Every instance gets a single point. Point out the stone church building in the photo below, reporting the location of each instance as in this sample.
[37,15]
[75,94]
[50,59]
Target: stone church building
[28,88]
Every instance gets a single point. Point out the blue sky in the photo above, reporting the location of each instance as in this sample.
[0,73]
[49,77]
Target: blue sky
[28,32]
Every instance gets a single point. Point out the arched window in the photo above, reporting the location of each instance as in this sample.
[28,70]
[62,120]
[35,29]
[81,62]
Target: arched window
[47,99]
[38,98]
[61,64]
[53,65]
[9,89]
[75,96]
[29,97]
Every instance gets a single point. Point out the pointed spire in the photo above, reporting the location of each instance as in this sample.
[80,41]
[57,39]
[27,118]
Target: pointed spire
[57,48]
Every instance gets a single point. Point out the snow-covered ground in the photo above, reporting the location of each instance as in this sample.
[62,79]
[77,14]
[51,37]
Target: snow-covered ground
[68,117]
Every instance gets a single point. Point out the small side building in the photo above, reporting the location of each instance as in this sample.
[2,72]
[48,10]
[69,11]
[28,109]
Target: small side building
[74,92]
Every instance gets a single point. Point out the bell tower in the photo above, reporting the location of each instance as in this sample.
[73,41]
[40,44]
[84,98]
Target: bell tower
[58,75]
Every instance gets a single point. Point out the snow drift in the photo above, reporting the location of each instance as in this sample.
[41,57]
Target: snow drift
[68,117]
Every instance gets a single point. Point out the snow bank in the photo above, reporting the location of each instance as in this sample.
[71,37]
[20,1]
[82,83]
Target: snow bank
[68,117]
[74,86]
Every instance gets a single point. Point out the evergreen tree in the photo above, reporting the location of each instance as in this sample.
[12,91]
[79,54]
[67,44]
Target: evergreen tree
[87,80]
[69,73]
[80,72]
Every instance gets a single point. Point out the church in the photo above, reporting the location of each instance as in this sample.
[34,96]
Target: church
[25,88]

WHAT TO PRODUCE: Write out the full listing, keeping every line exactly as it is.

TASK OUTPUT:
Every instance gets a single point. Point out the stone church building in the photo below, reporting the location of each instance as in this sample.
[37,15]
[75,94]
[50,59]
Target: stone church building
[28,88]
Every instance gets a single point. Point out the blue sky in the photo above, reporting the location of each instance as in this sample.
[0,73]
[49,77]
Target: blue sky
[28,32]
Every instance gets a single point. Point out the arched window in the photo above, reporting the location of each instance as in this sample.
[28,70]
[62,120]
[35,29]
[81,62]
Target: arched window
[47,99]
[38,98]
[61,64]
[53,65]
[9,89]
[75,96]
[29,97]
Every instance gets a single point. Point out the pointed spire in the photo above, reporting the location of each instance as in this sample.
[80,41]
[57,39]
[27,118]
Target: pointed spire
[57,48]
Every instance gets a single point. Point out the snow-covered ground in the photo above, reporting the location of each instance as in this sample.
[62,79]
[77,14]
[51,37]
Target: snow-covered ground
[68,117]
Every instance gets a single point. Point out the small side building in the photo above, reporting the location of each instance as in this sample.
[2,72]
[48,10]
[69,11]
[28,109]
Target: small side building
[74,92]
Every instance gets a single point. Point out the bell tower in the photo above, reporting the location of each instance as in this sample.
[73,41]
[40,44]
[84,98]
Target: bell tower
[58,75]
Every instance gets a single point. Point out the snow drift in the photo above, reporting the location of each instance as in this sample.
[41,57]
Target: snow drift
[68,117]
Every instance gets a single point. Point out the snow bank in the photo above, reporting the location of each instance as in this sample.
[71,37]
[20,1]
[82,83]
Target: snow bank
[68,117]
[74,86]
Every instance gets a single point. Point out the evergreen tree in the photo above, reporting the location of each instance as in this sample.
[12,91]
[79,54]
[67,44]
Target: evergreen tree
[87,80]
[69,73]
[80,72]
Every instance gets a single point. Point out the church in the photo above, reporting the location of each instance as in this sample.
[34,96]
Target: church
[25,88]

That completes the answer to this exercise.